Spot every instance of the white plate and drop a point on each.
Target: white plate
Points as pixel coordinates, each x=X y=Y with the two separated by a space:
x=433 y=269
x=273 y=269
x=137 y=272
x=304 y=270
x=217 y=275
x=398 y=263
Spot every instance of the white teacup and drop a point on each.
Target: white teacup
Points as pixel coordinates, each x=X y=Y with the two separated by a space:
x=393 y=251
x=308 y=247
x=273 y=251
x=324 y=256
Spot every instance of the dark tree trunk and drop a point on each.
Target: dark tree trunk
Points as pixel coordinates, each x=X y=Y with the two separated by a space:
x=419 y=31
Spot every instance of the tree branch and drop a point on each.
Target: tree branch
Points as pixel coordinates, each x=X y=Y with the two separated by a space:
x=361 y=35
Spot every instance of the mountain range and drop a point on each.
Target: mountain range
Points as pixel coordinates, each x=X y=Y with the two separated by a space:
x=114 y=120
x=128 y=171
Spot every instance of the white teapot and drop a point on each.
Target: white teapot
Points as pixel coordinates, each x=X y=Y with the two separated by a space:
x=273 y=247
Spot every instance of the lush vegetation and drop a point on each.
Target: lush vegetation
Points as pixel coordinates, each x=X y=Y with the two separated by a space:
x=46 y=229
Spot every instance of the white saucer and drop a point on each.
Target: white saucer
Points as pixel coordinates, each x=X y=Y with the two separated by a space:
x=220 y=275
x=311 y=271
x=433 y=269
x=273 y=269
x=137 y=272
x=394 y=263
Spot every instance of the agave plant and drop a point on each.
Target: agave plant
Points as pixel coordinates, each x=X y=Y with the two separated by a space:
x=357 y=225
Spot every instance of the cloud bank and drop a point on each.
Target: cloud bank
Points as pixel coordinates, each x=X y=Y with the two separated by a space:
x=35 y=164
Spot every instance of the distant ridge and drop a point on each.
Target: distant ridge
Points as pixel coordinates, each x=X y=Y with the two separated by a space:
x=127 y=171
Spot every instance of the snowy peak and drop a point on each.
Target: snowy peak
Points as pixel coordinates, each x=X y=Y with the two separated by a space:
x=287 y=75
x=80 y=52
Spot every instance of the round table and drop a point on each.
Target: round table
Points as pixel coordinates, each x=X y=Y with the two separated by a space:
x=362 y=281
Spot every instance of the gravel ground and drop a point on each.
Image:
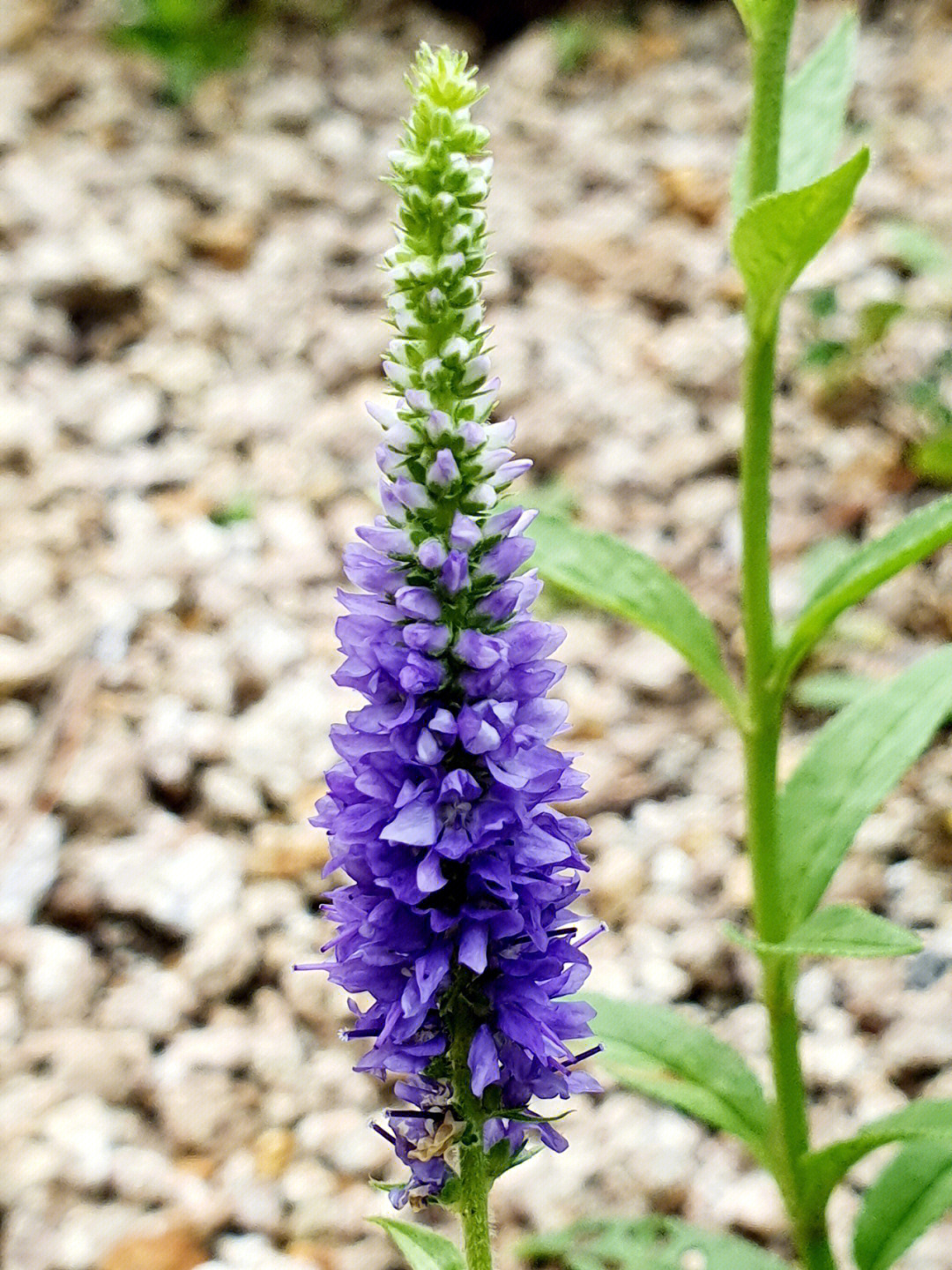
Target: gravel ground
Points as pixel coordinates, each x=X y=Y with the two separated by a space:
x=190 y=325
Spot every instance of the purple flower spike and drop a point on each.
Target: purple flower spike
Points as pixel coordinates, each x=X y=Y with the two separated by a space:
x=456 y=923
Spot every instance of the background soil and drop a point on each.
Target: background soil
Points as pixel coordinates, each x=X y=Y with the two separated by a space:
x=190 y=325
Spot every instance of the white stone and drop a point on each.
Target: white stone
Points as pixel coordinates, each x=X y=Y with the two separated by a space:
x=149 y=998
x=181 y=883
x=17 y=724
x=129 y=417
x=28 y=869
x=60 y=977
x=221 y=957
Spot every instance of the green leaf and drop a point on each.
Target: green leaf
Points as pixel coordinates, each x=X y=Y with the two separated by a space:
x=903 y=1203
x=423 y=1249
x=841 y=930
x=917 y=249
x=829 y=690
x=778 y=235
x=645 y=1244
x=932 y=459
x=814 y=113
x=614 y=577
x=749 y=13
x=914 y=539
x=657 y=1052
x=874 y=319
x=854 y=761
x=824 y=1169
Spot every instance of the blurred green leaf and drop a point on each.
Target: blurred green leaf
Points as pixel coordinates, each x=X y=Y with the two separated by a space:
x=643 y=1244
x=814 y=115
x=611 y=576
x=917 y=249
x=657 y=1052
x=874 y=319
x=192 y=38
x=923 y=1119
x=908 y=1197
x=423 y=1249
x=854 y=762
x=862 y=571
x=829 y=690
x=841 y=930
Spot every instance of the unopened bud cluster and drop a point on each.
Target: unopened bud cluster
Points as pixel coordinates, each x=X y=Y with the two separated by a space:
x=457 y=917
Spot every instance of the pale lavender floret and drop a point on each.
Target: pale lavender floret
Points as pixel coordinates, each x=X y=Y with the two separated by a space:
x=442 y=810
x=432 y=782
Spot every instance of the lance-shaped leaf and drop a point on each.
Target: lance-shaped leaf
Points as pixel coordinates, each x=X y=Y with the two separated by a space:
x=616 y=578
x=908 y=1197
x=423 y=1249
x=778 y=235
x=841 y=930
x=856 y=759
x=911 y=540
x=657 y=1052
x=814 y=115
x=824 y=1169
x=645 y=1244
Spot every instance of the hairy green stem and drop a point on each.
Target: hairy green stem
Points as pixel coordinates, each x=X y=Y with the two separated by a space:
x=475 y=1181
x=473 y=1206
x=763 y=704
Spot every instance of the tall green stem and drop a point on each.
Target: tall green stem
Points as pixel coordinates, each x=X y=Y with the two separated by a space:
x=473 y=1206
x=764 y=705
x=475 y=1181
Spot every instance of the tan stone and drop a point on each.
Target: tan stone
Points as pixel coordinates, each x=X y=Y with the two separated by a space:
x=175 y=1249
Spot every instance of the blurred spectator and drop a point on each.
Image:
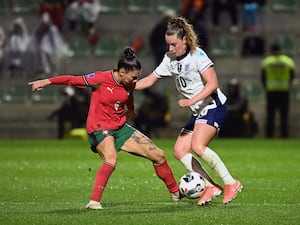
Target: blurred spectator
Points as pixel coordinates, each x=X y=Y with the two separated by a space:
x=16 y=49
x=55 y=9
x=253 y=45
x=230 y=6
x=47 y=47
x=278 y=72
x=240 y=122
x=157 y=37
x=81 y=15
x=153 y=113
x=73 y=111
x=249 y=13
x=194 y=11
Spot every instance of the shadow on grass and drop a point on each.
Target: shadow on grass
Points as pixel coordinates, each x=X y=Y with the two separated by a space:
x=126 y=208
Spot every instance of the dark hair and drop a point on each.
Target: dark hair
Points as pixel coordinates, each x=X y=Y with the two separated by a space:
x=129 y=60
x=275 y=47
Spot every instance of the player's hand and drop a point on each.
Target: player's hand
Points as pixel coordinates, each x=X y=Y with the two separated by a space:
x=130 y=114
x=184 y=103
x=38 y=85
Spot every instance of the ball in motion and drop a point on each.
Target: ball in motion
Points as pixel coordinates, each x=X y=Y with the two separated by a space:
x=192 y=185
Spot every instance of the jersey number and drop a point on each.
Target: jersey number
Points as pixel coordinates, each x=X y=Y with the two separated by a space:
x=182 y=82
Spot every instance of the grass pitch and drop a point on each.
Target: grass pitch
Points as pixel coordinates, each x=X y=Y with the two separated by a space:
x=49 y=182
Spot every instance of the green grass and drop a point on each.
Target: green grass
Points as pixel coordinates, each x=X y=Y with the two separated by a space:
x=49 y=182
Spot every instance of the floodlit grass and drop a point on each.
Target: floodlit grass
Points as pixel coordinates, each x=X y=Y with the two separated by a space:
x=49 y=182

-=-=-=-=-

* **The request**
Output all of the rows above as a JSON list of strings, with one string per line and no blank lines. Do not include the pictures.

* **Written reply**
[
  "Spot every instance of the white plate and drop a point on each.",
  "Target: white plate",
  "Points as pixel coordinates, each x=X y=Y with the two separated by a space:",
  "x=433 y=269",
  "x=273 y=269",
  "x=137 y=272",
  "x=304 y=270",
  "x=217 y=275",
  "x=398 y=263",
  "Spot every instance of the white teacup and drop a point on each.",
  "Target: white teacup",
  "Points as pixel coordinates, each x=X y=Y with the two separated by a space:",
  "x=393 y=251",
  "x=308 y=247",
  "x=273 y=251",
  "x=324 y=256",
  "Spot every instance of the dark tree trunk and drop a point on each.",
  "Target: dark tree trunk",
  "Points as pixel coordinates, each x=X y=Y with the two separated by a space:",
  "x=419 y=31",
  "Spot every instance of the tree branch and drop a point on each.",
  "Target: tree branch",
  "Points as pixel coordinates, each x=X y=Y with the two separated by a space:",
  "x=361 y=35",
  "Spot every instance of the mountain range and drop a point on each.",
  "Target: mountain range",
  "Points as pixel coordinates, each x=X y=Y with the two separated by a space:",
  "x=114 y=120",
  "x=128 y=171",
  "Spot every instance of the white teapot and drop a point on each.",
  "Target: white teapot",
  "Points as pixel coordinates, each x=X y=Y with the two separated by a space:",
  "x=273 y=247",
  "Spot every instance of the lush vegetation and drop a point on each.",
  "Target: lush vegetation",
  "Points as pixel coordinates, each x=X y=Y with the two separated by a space:",
  "x=46 y=229",
  "Spot every instance of the white saucer and drop a point on each.",
  "Target: white saucer",
  "Points as pixel coordinates, each x=X y=Y with the two separated by a space:",
  "x=220 y=275",
  "x=311 y=271",
  "x=433 y=269",
  "x=273 y=269",
  "x=137 y=272",
  "x=394 y=263",
  "Spot every instance of the agave plant and drop a point on each.",
  "Target: agave plant",
  "Points as pixel coordinates, each x=X y=Y with the two separated by a space:",
  "x=357 y=225",
  "Spot every instance of the cloud bank and drop a point on each.",
  "Target: cloud bank",
  "Points as pixel coordinates, each x=X y=Y with the two separated by a space:",
  "x=35 y=164",
  "Spot every instance of the distant ridge and drop a point on each.",
  "Target: distant ridge",
  "Points as pixel coordinates, each x=X y=Y with the two separated by a space:",
  "x=127 y=171",
  "Spot every instance of the snowy peak and drop a point on each.",
  "Target: snowy peak",
  "Points as pixel coordinates, each x=X y=Y with the two separated by a space:",
  "x=287 y=75",
  "x=80 y=52",
  "Spot every instance of the round table and drop a point on each.",
  "Target: round table",
  "Points as pixel coordinates, each x=X y=Y with the two separated by a space:",
  "x=362 y=281",
  "Spot every instance of the gravel ground and drop a point on each.",
  "Image:",
  "Target: gravel ground",
  "Points as pixel coordinates, each x=X y=Y with the two separated by a space:",
  "x=190 y=325",
  "Spot every instance of the purple flower spike and drop a point on each.",
  "Target: purple flower spike",
  "Points as pixel coordinates, each x=X y=Y with the two separated by a space:",
  "x=456 y=923",
  "Spot every instance of the background soil and drop a point on each.",
  "Target: background soil",
  "Points as pixel coordinates, each x=X y=Y with the two separated by a space:",
  "x=190 y=325",
  "Spot every instance of the white stone and drop a point on each.",
  "Target: white stone",
  "Points as pixel coordinates, each x=X y=Y with the two separated by a space:",
  "x=149 y=998",
  "x=181 y=883",
  "x=17 y=724",
  "x=129 y=417",
  "x=28 y=869",
  "x=60 y=977",
  "x=221 y=957",
  "Spot every instance of the green leaf and drop a point on each.",
  "Target: green leaf",
  "Points as pixel coordinates, each x=X y=Y with the two separated by a space:",
  "x=903 y=1203",
  "x=423 y=1249",
  "x=841 y=930",
  "x=917 y=249",
  "x=829 y=690",
  "x=778 y=235",
  "x=645 y=1244",
  "x=932 y=459",
  "x=814 y=113",
  "x=614 y=577",
  "x=749 y=13",
  "x=914 y=539",
  "x=657 y=1052",
  "x=874 y=319",
  "x=854 y=761",
  "x=824 y=1169",
  "Spot every instance of the blurred green leaf and drop a point on each.",
  "Target: blurred green leaf",
  "Points as pixel coordinates, each x=X y=Y with the two separated by a space:",
  "x=643 y=1244",
  "x=814 y=115",
  "x=611 y=576",
  "x=917 y=249",
  "x=657 y=1052",
  "x=874 y=319",
  "x=192 y=38",
  "x=923 y=1119",
  "x=908 y=1197",
  "x=423 y=1249",
  "x=854 y=762",
  "x=862 y=571",
  "x=829 y=690",
  "x=841 y=930",
  "Spot every instance of the unopened bud cluster and drop a point on each.",
  "Target: unopened bud cluster",
  "Points as pixel coordinates, each x=X y=Y with the two separated by a space:",
  "x=457 y=917",
  "Spot every instance of the pale lavender floret and drop a point on each.",
  "Target: pale lavender floret",
  "Points as pixel coordinates, each x=X y=Y with the two separated by a space:",
  "x=442 y=810",
  "x=432 y=782",
  "Spot every instance of the lance-shaped leaf and drop a point on each.",
  "Target: lance-shaped leaf",
  "Points as pixel coordinates, each x=X y=Y with the two separated by a space:",
  "x=616 y=578",
  "x=908 y=1197",
  "x=423 y=1249",
  "x=778 y=235",
  "x=841 y=930",
  "x=856 y=759",
  "x=911 y=540",
  "x=657 y=1052",
  "x=814 y=115",
  "x=824 y=1169",
  "x=645 y=1244",
  "Spot every instance of the hairy green stem and drop a point on each.",
  "Target: hairy green stem",
  "Points as pixel coordinates, each x=X y=Y with the two separated by a space:",
  "x=475 y=1181",
  "x=473 y=1206",
  "x=763 y=704",
  "Spot every instance of the tall green stem and drop a point on each.",
  "Target: tall green stem",
  "Points as pixel coordinates, each x=X y=Y with the two separated by a space:",
  "x=473 y=1206",
  "x=764 y=705",
  "x=475 y=1181",
  "Spot every instance of the tan stone and drop a point on each.",
  "Target: tan stone",
  "Points as pixel coordinates, each x=X y=Y with the two separated by a space:",
  "x=175 y=1249",
  "Spot every instance of the blurred spectator and drop a point on each.",
  "Image:",
  "Target: blurred spectator",
  "Points as pixel coordinates, each x=X y=Y with the two separated by a space:",
  "x=16 y=49",
  "x=55 y=9",
  "x=253 y=45",
  "x=230 y=6",
  "x=47 y=47",
  "x=278 y=72",
  "x=240 y=122",
  "x=157 y=37",
  "x=81 y=15",
  "x=153 y=113",
  "x=73 y=111",
  "x=249 y=13",
  "x=194 y=11",
  "Spot every instance of the shadow on grass and drop a point on each.",
  "Target: shadow on grass",
  "Points as pixel coordinates, each x=X y=Y with the two separated by a space:",
  "x=126 y=208",
  "Spot every instance of the dark hair and drop a point on each.",
  "Target: dark hair",
  "Points as pixel coordinates, each x=X y=Y with the two separated by a space:",
  "x=129 y=60",
  "x=275 y=47",
  "Spot every instance of the player's hand and drop a point on each.",
  "Target: player's hand",
  "Points as pixel coordinates, each x=X y=Y with the two separated by a space:",
  "x=130 y=114",
  "x=184 y=103",
  "x=38 y=85",
  "Spot every instance of the ball in motion and drop a point on each.",
  "Target: ball in motion",
  "Points as pixel coordinates, each x=X y=Y with the two separated by a space:",
  "x=192 y=185",
  "Spot every instance of the jersey number and drop a point on each.",
  "Target: jersey number",
  "Points as pixel coordinates, each x=X y=Y with the two separated by a space:",
  "x=182 y=82",
  "Spot every instance of the grass pitch and drop a point on each.",
  "Target: grass pitch",
  "Points as pixel coordinates, each x=X y=Y with the two separated by a space:",
  "x=49 y=182",
  "Spot every instance of the green grass and drop a point on each.",
  "Target: green grass",
  "Points as pixel coordinates, each x=X y=Y with the two separated by a space:",
  "x=49 y=182",
  "Spot every instance of the floodlit grass and drop a point on each.",
  "Target: floodlit grass",
  "Points as pixel coordinates, each x=X y=Y with the two separated by a space:",
  "x=49 y=182"
]